Dataset excerpts -
►

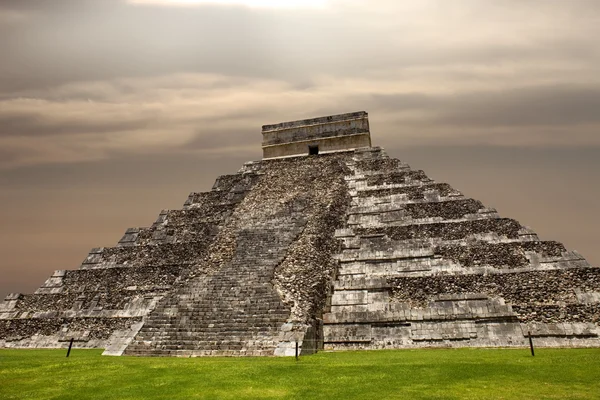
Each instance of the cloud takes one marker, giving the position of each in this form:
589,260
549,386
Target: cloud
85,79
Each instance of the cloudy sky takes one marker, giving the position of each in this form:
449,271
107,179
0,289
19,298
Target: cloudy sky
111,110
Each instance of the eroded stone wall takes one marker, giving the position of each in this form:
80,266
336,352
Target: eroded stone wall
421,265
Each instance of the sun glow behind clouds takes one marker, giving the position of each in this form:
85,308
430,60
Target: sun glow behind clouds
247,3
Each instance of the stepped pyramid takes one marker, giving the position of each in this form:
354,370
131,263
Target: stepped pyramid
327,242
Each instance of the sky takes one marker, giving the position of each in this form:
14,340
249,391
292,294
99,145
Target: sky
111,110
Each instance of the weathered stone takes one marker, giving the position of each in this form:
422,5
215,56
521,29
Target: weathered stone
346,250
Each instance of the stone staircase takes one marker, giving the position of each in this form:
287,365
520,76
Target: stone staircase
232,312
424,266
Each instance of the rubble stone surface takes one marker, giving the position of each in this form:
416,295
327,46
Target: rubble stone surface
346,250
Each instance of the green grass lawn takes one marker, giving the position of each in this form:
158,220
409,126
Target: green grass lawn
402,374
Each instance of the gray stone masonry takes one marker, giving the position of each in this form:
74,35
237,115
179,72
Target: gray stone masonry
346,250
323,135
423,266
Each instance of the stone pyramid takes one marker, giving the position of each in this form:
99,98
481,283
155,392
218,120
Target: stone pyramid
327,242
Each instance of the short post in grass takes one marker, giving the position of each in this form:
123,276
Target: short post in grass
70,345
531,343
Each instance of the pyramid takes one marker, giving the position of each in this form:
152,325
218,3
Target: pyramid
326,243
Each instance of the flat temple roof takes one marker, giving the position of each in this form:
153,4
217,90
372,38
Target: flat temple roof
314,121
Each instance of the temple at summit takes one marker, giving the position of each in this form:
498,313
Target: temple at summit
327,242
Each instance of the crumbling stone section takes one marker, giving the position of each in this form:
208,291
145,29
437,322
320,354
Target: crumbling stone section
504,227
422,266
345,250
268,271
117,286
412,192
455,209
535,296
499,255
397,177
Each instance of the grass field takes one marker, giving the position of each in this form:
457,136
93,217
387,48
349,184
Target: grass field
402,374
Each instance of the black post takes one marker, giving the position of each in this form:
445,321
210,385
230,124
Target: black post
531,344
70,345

◄
►

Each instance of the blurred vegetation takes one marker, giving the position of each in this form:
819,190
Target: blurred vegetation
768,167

◄
►

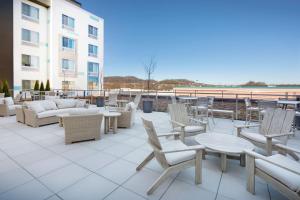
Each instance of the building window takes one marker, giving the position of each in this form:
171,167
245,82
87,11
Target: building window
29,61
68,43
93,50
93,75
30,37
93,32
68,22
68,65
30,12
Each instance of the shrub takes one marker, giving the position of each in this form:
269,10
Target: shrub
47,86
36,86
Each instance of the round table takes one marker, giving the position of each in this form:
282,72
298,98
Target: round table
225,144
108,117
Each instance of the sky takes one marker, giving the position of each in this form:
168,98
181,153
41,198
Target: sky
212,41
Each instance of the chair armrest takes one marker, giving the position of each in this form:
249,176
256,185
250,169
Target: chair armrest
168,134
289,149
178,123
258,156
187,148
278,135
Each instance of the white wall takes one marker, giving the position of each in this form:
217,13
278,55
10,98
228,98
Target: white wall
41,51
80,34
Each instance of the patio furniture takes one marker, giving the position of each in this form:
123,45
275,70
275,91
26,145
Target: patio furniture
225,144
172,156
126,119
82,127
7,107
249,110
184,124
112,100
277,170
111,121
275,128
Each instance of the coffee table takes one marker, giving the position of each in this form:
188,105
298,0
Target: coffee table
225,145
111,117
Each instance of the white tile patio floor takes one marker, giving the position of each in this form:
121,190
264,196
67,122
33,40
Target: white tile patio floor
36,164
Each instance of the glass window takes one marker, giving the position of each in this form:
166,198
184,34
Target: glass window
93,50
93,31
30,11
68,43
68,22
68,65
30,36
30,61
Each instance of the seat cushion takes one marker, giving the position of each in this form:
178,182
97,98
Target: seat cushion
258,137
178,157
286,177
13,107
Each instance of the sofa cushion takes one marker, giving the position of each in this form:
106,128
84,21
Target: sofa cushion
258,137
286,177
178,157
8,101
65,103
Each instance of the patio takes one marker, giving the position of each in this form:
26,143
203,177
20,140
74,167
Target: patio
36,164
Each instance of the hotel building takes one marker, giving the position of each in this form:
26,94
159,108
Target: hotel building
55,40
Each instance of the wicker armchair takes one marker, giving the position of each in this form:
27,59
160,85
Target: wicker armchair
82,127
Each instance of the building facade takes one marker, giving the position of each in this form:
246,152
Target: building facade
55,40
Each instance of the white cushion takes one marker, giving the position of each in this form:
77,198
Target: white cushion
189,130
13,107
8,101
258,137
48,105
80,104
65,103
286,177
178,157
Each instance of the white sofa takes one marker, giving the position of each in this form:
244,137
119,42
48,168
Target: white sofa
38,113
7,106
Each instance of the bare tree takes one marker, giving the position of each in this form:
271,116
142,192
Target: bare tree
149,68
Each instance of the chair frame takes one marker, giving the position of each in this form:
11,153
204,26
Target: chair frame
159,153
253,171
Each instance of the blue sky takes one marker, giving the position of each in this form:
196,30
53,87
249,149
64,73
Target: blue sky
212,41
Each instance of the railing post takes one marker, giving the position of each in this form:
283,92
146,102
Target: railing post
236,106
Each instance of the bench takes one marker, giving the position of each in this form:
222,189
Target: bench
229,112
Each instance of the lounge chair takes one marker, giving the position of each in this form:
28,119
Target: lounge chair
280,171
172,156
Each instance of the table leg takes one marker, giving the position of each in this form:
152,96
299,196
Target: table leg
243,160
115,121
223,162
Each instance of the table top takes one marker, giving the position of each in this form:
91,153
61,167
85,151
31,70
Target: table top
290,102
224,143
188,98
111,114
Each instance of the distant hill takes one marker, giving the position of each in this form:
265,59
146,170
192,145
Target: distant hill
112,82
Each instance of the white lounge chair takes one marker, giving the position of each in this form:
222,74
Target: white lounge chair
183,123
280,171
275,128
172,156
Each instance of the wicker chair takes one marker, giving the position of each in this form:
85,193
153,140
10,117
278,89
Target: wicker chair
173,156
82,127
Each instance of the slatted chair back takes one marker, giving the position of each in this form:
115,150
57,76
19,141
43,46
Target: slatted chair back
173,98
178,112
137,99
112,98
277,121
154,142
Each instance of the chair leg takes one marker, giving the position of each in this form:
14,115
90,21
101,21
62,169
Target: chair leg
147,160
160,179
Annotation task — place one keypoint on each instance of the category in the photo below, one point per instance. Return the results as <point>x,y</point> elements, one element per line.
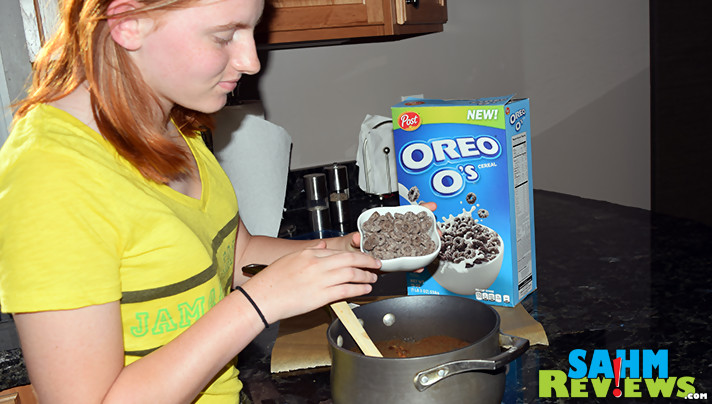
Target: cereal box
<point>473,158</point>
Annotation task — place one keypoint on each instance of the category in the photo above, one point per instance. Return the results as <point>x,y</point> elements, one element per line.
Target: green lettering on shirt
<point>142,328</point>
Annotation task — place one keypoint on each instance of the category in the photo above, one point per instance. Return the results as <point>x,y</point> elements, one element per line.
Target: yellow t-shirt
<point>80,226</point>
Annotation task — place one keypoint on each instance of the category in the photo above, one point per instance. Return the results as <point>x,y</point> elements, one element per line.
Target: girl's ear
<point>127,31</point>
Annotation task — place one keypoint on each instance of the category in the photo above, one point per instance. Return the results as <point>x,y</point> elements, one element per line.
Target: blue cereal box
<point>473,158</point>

◄

Exercise details - Could you reproduce, exactly, every line above from the line with "Each instance of the cloud takes" to the line with "Each instance of the stone pyramid", and no other line? Both ends count.

Your response -
Each instance of the cloud takes one marker, giving the position of each in this form:
589,260
549,386
Target: cloud
85,79
Each instance of the cloudy sky takes one marker, giving the position of each in this form:
449,271
107,179
0,289
19,298
Target: cloudy sky
111,110
Each instance of the eroded stone wall takes one marker, giving the position of each in this form:
80,266
336,352
Target: eroded stone wall
421,265
Each instance of the sun glow behind clouds takes one marker, giving the position of each in this form:
85,308
430,60
Target: sun glow behind clouds
247,3
Each instance of the stepped pyramid takes one marker, giving the position of each in this form:
354,370
131,263
Target: stepped pyramid
327,242
Each instance of the sky takes one marker, giving the position of each in this form:
14,340
249,391
292,294
99,145
Target: sky
111,110
Each instance of the weathered stone takes one marker, giving the position of each in this form:
422,5
215,56
521,29
Target: weathered stone
346,250
Each instance of the stone staircase takes one marker, giving the position of each in this form:
287,365
520,76
Target: stone staircase
232,312
424,266
Each instance of the rubble stone surface takes one marker, giving the position of each in this form:
416,295
327,46
Target: rubble stone surface
346,250
Each instance of the green grass lawn takes one marker, giving the position of each in this form:
158,220
409,126
Target: green grass lawn
402,374
Each instance of the gray stone masonry takes one marker, giving the position of each in this form:
74,35
237,115
179,72
Target: gray stone masonry
346,250
323,135
423,266
Each instance of the stone pyramid takes one marker, giving the position of each in this form:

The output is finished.